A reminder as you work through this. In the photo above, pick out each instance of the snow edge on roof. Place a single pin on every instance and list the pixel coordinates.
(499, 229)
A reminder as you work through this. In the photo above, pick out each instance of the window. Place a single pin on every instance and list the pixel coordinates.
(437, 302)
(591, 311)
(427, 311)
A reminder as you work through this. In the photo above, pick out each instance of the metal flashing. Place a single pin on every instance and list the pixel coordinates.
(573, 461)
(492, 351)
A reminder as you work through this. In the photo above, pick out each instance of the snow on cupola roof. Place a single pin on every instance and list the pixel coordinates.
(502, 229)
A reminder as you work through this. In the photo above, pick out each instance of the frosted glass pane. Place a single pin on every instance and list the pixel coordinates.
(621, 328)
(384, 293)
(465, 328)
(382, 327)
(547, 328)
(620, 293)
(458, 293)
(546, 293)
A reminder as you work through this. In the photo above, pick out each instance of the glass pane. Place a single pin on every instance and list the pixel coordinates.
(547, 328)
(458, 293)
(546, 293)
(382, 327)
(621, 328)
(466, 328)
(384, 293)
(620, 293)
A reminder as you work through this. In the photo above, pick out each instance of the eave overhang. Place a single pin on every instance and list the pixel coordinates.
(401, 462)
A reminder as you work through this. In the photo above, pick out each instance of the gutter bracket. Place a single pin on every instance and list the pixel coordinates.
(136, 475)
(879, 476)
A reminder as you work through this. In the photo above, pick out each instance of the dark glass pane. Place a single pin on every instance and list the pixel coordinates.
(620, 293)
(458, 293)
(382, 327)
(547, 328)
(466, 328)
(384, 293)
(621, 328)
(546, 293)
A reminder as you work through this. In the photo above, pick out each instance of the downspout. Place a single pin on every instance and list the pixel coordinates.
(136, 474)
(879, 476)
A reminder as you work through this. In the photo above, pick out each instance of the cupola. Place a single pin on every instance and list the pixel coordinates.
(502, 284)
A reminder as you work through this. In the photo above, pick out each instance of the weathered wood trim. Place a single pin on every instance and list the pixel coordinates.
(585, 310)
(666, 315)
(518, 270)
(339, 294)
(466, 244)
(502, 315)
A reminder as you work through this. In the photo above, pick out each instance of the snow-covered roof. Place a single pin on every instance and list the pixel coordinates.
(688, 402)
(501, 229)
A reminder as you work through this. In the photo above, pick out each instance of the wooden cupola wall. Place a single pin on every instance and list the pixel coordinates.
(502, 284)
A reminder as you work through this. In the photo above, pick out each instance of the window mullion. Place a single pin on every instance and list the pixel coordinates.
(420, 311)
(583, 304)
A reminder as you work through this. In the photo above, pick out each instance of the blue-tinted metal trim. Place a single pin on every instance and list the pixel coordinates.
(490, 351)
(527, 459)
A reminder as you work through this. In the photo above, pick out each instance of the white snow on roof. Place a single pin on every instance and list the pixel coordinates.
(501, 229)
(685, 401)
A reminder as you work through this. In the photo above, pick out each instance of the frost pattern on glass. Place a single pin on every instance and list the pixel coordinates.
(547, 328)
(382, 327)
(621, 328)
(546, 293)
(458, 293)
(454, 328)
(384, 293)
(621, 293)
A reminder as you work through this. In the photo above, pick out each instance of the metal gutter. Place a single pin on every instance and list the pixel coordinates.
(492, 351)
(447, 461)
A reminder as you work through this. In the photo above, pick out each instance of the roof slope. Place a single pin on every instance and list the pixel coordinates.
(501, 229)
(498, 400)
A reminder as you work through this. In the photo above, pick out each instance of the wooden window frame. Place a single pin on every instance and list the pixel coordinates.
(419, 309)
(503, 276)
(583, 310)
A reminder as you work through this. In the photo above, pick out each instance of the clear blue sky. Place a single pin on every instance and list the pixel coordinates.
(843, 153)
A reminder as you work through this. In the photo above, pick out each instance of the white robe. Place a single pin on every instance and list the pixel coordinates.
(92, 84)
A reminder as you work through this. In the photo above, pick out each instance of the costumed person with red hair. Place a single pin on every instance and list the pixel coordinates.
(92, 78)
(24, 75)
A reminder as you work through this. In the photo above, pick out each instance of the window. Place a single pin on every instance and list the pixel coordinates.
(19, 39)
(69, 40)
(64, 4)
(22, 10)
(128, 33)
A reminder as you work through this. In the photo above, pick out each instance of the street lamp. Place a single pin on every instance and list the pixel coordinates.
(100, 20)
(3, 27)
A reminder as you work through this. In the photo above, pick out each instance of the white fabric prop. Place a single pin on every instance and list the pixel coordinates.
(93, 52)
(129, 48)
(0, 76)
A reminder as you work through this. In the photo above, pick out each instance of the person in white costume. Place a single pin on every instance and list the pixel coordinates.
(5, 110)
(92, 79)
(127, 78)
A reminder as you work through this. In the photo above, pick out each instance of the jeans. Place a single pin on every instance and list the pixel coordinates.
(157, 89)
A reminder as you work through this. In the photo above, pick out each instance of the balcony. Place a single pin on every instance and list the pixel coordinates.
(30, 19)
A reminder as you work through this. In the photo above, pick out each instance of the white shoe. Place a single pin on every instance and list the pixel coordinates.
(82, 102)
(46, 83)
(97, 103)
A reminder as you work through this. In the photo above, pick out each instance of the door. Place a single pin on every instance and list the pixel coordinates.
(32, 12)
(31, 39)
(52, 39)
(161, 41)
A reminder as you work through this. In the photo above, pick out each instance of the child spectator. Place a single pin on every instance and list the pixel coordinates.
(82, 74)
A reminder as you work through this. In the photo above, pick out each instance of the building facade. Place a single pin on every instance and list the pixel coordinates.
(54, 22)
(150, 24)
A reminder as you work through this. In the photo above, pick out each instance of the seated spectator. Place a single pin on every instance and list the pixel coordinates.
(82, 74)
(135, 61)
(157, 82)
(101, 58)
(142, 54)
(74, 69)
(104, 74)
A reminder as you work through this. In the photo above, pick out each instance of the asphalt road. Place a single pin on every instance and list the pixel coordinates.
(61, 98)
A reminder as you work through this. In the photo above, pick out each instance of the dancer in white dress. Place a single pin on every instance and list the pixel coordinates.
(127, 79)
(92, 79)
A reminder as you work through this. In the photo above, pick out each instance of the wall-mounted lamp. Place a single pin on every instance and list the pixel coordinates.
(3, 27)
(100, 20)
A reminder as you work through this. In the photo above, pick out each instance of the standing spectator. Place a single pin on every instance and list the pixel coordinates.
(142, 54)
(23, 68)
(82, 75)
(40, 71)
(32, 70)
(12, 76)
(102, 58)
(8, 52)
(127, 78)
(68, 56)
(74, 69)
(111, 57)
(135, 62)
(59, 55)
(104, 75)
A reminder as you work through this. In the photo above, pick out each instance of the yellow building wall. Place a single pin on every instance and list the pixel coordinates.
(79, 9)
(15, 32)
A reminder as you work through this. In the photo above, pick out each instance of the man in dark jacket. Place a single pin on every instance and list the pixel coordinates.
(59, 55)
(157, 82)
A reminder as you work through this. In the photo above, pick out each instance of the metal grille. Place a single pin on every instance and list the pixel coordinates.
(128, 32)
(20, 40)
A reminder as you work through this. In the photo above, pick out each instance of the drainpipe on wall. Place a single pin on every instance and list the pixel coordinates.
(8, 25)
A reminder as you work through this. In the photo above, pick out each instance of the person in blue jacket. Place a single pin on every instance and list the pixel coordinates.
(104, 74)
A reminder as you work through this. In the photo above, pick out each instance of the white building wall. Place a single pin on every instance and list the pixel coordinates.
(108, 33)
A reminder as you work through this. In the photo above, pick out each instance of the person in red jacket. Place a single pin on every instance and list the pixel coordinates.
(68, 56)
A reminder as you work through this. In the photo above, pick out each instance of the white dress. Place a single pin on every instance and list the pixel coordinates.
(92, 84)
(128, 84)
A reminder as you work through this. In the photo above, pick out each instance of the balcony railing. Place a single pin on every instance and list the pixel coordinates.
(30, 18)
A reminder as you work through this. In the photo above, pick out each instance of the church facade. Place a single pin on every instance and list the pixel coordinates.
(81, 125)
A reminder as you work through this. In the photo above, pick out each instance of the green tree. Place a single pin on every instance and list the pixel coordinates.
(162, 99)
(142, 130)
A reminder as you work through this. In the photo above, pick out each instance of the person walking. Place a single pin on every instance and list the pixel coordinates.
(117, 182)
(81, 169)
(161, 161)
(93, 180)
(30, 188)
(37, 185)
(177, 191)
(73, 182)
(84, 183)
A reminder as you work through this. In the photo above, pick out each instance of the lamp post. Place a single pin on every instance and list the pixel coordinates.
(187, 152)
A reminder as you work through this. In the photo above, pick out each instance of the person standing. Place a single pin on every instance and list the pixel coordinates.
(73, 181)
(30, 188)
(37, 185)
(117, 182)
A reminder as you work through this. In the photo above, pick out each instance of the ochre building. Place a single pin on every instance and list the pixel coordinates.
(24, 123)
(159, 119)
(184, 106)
# # #
STATED GOAL — Take the line in which "person in blue" occurs and each subsequent line through the end; give these lines again without alteration.

EXERCISE RESULT —
A reminder as you work through this. In the photo above, pick out each instance of the person in blue jacket. Place a single pin on every instance and list the pixel coordinates.
(104, 74)
A reminder as you work through this. In the photo above, pick out each instance of the white building wall. Place a single pin on every instance and list the pixel coordinates.
(108, 33)
A reminder as you work through this. In the photo above, pick out each instance of the person in red jacket. Place a single pin on every instance and list the pixel coordinates.
(68, 56)
A reminder as you work through this. In the photo above, pick out each instance of the white dress. Place a single pin on every instance and list the pixel coordinates.
(92, 84)
(128, 84)
A reminder as you work through this. In the photo above, pick out each instance of the balcony railing. Place a single pin on every instance and list the pixel coordinates.
(30, 18)
A reminder as you work through this. In the photo above, pick out each instance of the church facade. Place a single pin on every instance and list the pixel coordinates.
(81, 125)
A reminder as you work through this. In the photo above, pick out each instance of the green tree. Place a single pin on every instance and list the pixel coordinates.
(162, 99)
(142, 130)
A reminder as you work through this. In the photo above, pick out each instance of the person walking. Place a single pin on every instance and list the pixel coordinates.
(117, 182)
(81, 169)
(161, 161)
(93, 180)
(30, 188)
(37, 185)
(177, 191)
(73, 182)
(84, 183)
A reminder as you work through this. In the photo above, pick out each instance of the lamp post. Place a single pin on every instance and list the pixel coordinates.
(187, 152)
A reminder as you work through this. In the photo above, pick out each instance of the person standing. Place a single pin on every instance and list the pixel coordinates.
(73, 181)
(30, 188)
(37, 185)
(117, 182)
A reminder as you work through this. In the photo above, pick out each instance of the ochre building. Place a single pin on every instance and list the pixel coordinates.
(24, 123)
(159, 119)
(184, 106)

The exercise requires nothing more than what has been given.